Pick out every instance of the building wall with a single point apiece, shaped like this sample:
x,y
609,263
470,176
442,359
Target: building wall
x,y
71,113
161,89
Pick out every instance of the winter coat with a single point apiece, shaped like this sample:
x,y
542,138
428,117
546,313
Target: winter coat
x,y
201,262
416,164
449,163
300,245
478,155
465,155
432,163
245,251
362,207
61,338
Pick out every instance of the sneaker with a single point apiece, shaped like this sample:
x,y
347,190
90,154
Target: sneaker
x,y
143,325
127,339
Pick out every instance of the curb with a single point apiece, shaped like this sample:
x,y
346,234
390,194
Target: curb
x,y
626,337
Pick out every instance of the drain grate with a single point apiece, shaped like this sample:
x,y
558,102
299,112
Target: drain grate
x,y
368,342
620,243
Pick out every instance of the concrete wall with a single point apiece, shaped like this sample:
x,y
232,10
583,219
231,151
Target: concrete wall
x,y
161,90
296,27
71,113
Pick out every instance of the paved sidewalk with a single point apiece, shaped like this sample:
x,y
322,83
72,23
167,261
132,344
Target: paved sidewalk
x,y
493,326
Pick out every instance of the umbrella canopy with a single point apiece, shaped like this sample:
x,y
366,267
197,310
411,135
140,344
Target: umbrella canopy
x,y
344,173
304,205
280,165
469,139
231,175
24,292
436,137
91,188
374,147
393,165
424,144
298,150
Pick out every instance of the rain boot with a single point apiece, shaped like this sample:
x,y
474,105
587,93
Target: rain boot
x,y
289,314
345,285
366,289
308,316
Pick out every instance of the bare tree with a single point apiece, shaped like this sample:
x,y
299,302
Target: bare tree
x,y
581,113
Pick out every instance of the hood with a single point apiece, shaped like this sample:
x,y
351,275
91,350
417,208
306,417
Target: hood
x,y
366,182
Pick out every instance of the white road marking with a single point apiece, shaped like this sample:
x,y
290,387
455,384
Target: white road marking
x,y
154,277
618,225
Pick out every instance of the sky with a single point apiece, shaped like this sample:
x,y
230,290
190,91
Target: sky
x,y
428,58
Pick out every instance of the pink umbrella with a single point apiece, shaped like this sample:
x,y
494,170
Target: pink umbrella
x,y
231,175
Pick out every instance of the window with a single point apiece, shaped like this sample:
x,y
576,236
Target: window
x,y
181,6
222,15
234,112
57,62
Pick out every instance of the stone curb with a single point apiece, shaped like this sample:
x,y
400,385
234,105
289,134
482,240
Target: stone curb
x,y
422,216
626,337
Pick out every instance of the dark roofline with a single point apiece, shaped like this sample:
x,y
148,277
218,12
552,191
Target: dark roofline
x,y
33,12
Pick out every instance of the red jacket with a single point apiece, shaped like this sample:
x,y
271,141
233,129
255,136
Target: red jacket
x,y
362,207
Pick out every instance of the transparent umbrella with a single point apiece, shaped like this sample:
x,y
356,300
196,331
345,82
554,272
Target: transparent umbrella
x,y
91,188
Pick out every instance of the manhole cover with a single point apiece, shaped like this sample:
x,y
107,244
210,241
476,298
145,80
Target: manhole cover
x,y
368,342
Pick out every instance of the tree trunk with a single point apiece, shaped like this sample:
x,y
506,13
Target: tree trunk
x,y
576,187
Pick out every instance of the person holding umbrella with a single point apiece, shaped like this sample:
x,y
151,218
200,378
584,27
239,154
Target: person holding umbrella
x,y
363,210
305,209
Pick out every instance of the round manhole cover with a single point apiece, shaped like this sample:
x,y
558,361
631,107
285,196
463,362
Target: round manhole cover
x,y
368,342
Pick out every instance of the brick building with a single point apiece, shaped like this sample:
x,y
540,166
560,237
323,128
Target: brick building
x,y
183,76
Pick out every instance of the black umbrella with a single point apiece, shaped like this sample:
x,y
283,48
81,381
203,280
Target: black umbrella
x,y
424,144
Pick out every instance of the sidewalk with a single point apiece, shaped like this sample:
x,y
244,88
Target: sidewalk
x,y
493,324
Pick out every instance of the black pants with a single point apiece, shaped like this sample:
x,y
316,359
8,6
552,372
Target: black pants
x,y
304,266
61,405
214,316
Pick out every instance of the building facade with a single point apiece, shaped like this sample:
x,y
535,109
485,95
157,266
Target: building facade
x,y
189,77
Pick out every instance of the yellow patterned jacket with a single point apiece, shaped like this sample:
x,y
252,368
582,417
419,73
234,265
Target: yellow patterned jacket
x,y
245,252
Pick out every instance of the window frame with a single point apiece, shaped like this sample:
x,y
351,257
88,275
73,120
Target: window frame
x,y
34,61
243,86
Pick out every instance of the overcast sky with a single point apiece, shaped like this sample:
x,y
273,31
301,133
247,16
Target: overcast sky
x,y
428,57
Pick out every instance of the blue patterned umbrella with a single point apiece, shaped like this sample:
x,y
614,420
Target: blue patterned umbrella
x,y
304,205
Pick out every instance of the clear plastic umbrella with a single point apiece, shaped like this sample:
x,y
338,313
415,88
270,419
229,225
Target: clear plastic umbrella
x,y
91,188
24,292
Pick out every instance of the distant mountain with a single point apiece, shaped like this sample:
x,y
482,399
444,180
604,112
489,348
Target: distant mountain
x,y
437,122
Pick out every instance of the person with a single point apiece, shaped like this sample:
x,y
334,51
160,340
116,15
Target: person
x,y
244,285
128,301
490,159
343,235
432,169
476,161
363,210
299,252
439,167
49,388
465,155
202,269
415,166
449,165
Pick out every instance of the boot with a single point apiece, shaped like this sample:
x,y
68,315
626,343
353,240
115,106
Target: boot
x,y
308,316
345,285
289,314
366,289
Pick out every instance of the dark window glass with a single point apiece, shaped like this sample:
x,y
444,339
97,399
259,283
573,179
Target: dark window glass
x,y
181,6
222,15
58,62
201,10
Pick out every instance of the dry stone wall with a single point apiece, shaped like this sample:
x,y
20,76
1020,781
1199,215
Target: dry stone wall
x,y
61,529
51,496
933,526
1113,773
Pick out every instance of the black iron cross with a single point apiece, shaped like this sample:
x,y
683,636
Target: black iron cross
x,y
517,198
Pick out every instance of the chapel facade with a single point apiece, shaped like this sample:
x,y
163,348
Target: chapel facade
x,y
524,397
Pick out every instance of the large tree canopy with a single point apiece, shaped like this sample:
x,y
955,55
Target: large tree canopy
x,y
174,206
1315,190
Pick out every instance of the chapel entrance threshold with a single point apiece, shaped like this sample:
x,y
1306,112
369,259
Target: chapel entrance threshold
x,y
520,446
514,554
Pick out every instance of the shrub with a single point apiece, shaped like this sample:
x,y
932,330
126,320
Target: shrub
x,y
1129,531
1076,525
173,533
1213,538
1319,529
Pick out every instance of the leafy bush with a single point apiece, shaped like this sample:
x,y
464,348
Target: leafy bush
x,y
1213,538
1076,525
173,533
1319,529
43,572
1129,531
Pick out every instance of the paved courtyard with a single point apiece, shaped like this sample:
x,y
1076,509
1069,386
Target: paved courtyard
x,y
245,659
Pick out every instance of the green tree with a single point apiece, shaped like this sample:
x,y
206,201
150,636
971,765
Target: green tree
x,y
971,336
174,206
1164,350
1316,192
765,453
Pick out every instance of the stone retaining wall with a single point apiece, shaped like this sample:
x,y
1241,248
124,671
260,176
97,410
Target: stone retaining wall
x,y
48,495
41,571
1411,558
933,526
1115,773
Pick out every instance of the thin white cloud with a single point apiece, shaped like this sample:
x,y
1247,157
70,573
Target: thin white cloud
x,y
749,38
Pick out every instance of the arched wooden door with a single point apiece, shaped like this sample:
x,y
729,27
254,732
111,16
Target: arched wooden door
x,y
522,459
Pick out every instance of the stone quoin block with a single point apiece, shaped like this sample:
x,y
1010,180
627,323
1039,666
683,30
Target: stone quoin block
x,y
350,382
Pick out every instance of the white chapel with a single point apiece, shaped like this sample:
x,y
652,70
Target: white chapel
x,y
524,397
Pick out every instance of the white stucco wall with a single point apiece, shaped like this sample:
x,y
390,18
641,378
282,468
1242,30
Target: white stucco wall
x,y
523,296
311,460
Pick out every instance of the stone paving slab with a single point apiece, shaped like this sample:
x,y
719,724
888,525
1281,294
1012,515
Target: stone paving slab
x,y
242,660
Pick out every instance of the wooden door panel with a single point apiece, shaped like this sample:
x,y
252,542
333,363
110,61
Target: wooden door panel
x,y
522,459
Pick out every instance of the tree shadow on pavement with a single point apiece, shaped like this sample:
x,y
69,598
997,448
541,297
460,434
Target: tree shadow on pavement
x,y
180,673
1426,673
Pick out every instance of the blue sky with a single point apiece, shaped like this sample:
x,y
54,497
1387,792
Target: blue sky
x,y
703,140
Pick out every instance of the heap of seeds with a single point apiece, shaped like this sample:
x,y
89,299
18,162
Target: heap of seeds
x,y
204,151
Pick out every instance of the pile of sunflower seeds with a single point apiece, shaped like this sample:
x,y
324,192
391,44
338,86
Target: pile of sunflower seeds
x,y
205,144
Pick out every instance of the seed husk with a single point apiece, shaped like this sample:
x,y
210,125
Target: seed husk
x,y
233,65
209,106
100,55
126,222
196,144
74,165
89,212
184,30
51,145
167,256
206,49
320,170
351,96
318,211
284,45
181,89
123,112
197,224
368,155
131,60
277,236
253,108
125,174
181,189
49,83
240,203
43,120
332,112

*Written problem*: Set down exactly what runs from the line with "Pick out every instance of the blue sky" to the last line of the data above, including both of those lines and no others.

*Final result*:
Pick out every instance of the blue sky with a single point apiece, shaped like this sample:
x,y
54,497
1387,792
Target: blue sky
x,y
703,140
Pick out every instance of the heap of seeds with a single point apiece, shaped like this sample:
x,y
89,299
18,162
Target: heap of seeds
x,y
204,151
Pick out every instance of the pile of sunflower seeds with a single point apiece, shaped like this sample:
x,y
324,192
391,44
338,86
Target: pile of sunflower seeds
x,y
205,144
Pick out every instance of the seed husk with a single point apiece, shaped like this sample:
x,y
210,125
Target: seed husk
x,y
233,65
209,106
100,55
126,222
196,144
74,165
89,212
184,30
51,145
167,256
206,49
320,170
351,96
318,211
284,45
181,89
123,112
197,224
368,155
131,60
277,236
253,108
125,174
181,189
49,83
240,203
43,120
332,112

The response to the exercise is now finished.